EXTRACT -
▬▬▬▬▬▬

Add a way to specify compute accelerators in the configuration #31760

makortel · 2020-10-12T19:35:14Z

Currently the CUDA tooling relies on auto-discovery of resources (honoring $CUDA_VISIBLE_DEVICES), but we should find a way to specify in configuration

forcing the SwitchProducer choice (e.g. with SwitchProducerCUDA either cpu or cuda), and
specifying the compute device(s) to be used

The information should propagate to both SwitchProducer(s), that dictate which case(s) of module chains will be run (at the configuration level), and to CUDAService (and similar) that provide finer-grained resource information to the C++ code (list of actual devices).

With $CUDA_VISIBLE_DEVICES alone it is not possible to force a configuration to use cuda on a machine without GPU (the forcing itself would be useful for testing, and running such configuration on a machine without GPU would be an error that should get reported somehow).

▬▬▬▬▬▬

DATASET CONTENT -
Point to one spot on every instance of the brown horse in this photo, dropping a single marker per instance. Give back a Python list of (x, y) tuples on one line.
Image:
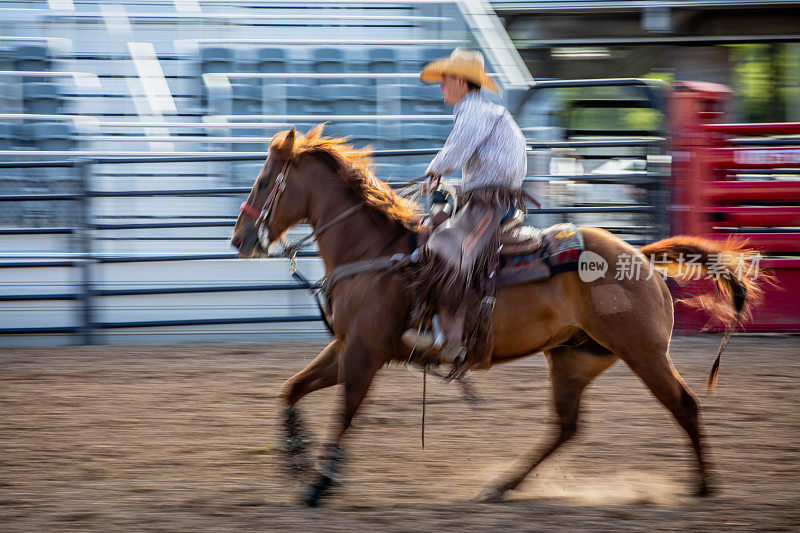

▬▬▬▬▬▬

TASK TO COMPLETE - Continue the issue on specifying compute accelerators in the configuration from the point where it stops. The listing comes from a separate source.

TASK RESPONSE -
The text was updated successfully, but these errors were encountered:

makortel · 2020-10-12T19:35:22Z

assign core,heterogeneous

cmsbuild · 2020-10-12T19:35:30Z

New categories assigned: heterogeneous,core

@Dr15Jones,@smuzaffar,@makortel,@makortel,@fwyzard you have been requested to review this Pull request/Issue and eventually sign? Thanks

cmsbuild · 2020-10-12T19:35:32Z

A new Issue was created by @makortel Matti Kortelainen.

@Dr15Jones, @dpiparo, @silviodonato, @smuzaffar, @makortel, @qliphy can you please review it and eventually sign/assign? Thanks.

cms-bot commands are listed here

makortel · 2020-10-12T19:36:00Z

cms-patatrack#542 demonstrates a hacky way to force the SwitchProducer choice.

makortel · 2020-10-12T20:11:32Z

Thinking out loud (names are bad and long etc):

The SwitchProduder choice(s) could be specified along

process.options.SwitchProducers.SwitchProducerCUDA.choose = cms.untracked.string("cuda")
# or forward-thinking the possibility of event-by-event decisions
process.options.SwitchProducers.SwitchProduderCUDA.choices = cms.untracked.vstring("cuda")

The compute devices could be specified along

process.CUDAService.devices = cms.untracked.vint32(0, 1, 2)

# to disable
process.CUDAService.devices = cms.untracked.vint32()
# to allow everything available, default?
process.CUDAService.devices = cms.untracked.vint32(-1)

This option would supersede the current CUDAService.enable.

It could handy if the SwitchProducerCUDA could make use of this parameter as well, along

if empty, or process.CUDAService does not exist, choice will be cpu
if non-empty, choice will be cuda (or "cpu and cuda" if we get to event-by-event choice)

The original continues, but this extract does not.